◆ YOUR ASSIGNMENT:
The answer must consist of each line below that contains the word "peeling", copied in full.

◆ INFORMATION SHOWN:
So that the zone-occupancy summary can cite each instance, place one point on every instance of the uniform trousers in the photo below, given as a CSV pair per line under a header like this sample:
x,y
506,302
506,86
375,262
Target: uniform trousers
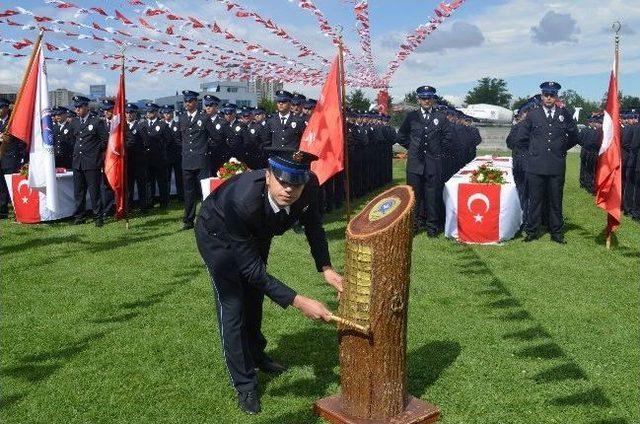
x,y
87,180
192,191
238,308
545,197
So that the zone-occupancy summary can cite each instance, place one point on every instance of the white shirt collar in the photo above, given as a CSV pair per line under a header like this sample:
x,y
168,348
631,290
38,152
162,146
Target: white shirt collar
x,y
275,206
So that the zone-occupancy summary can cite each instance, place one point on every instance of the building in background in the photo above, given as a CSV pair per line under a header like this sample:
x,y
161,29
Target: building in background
x,y
265,89
97,92
8,92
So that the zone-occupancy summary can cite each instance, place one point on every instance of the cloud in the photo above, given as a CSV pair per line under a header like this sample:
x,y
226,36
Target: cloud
x,y
555,28
462,35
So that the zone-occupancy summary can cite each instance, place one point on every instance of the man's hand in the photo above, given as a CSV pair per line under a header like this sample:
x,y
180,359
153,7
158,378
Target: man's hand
x,y
333,278
311,308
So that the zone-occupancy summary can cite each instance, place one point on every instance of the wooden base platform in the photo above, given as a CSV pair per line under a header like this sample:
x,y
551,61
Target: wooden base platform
x,y
417,412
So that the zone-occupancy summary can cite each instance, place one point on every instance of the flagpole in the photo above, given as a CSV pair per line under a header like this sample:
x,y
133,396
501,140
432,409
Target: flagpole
x,y
345,150
5,137
616,27
123,133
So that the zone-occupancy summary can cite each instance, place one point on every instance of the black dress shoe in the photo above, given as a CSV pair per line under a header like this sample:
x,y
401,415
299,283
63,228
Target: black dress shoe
x,y
270,366
249,402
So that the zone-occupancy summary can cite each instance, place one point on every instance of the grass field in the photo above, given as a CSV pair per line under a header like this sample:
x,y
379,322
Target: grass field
x,y
118,326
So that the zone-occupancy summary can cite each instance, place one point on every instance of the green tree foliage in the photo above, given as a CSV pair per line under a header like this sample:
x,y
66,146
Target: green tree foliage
x,y
489,90
357,100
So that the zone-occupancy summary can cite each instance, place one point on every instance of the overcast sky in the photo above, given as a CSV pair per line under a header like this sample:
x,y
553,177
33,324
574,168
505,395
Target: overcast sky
x,y
524,42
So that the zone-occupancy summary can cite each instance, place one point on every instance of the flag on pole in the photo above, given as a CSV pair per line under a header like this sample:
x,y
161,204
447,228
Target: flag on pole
x,y
114,163
608,169
32,123
324,136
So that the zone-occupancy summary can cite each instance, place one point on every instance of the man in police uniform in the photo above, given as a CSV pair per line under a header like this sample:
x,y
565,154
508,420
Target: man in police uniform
x,y
284,128
234,231
63,138
12,158
174,150
88,159
426,134
550,131
156,136
196,130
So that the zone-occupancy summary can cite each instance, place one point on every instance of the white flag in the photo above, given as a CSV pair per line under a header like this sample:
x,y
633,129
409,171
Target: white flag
x,y
42,165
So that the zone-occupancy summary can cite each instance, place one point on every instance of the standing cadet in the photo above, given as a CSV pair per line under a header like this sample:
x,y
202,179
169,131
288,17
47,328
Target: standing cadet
x,y
284,128
12,159
136,158
426,134
156,136
63,138
550,131
234,231
88,159
196,130
174,151
217,152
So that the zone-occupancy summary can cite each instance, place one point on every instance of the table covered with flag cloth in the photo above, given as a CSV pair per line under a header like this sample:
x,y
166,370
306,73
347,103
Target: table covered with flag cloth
x,y
482,213
30,206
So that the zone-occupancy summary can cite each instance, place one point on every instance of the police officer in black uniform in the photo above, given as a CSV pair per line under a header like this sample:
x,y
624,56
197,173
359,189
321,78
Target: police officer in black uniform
x,y
426,134
196,131
284,128
174,151
136,158
88,160
234,231
63,137
550,132
13,157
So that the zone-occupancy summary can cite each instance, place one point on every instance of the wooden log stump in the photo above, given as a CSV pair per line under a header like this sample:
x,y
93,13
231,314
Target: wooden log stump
x,y
373,372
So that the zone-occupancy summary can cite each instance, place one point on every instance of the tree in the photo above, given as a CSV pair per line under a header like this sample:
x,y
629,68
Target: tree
x,y
573,100
268,105
357,101
489,90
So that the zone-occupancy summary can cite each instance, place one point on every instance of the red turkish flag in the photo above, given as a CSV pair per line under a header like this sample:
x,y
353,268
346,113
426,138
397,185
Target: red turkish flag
x,y
114,163
324,135
479,213
26,201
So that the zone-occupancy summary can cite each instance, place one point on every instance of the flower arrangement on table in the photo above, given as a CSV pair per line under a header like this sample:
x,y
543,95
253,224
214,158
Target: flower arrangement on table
x,y
231,168
487,174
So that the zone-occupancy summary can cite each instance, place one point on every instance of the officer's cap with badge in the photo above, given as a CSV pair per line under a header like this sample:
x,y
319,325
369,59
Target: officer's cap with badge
x,y
210,100
229,108
79,101
298,99
426,92
131,107
151,107
189,95
289,165
283,96
107,105
550,87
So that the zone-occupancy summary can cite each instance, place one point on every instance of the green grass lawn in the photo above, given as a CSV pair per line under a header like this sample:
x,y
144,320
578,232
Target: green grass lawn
x,y
118,326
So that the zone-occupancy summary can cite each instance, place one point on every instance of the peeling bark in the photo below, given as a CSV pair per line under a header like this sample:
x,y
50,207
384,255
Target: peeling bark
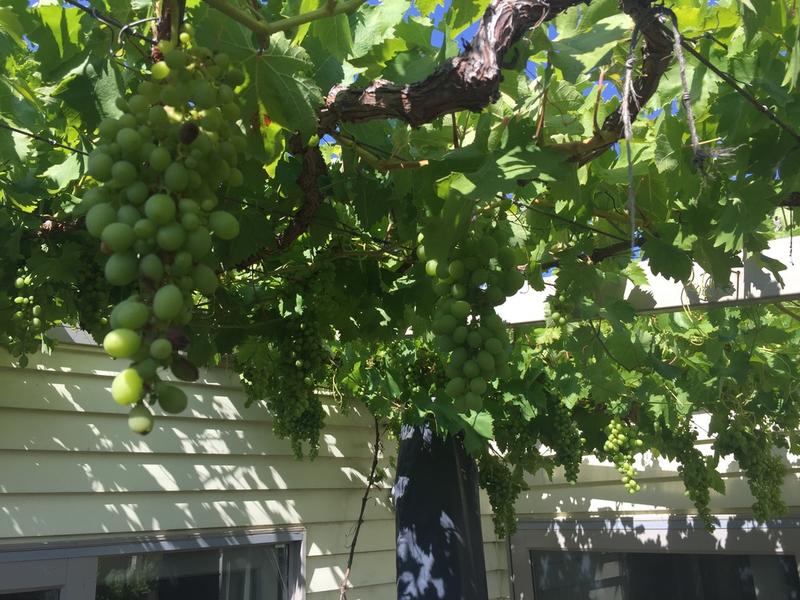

◆ OUTPUT OF THE TASK:
So that the zone-occupancy summary can cite each instance, place one point on every instance of the peeling bark in the photo below, given as a CSV pair per line under a header like this sample:
Target: peeling bark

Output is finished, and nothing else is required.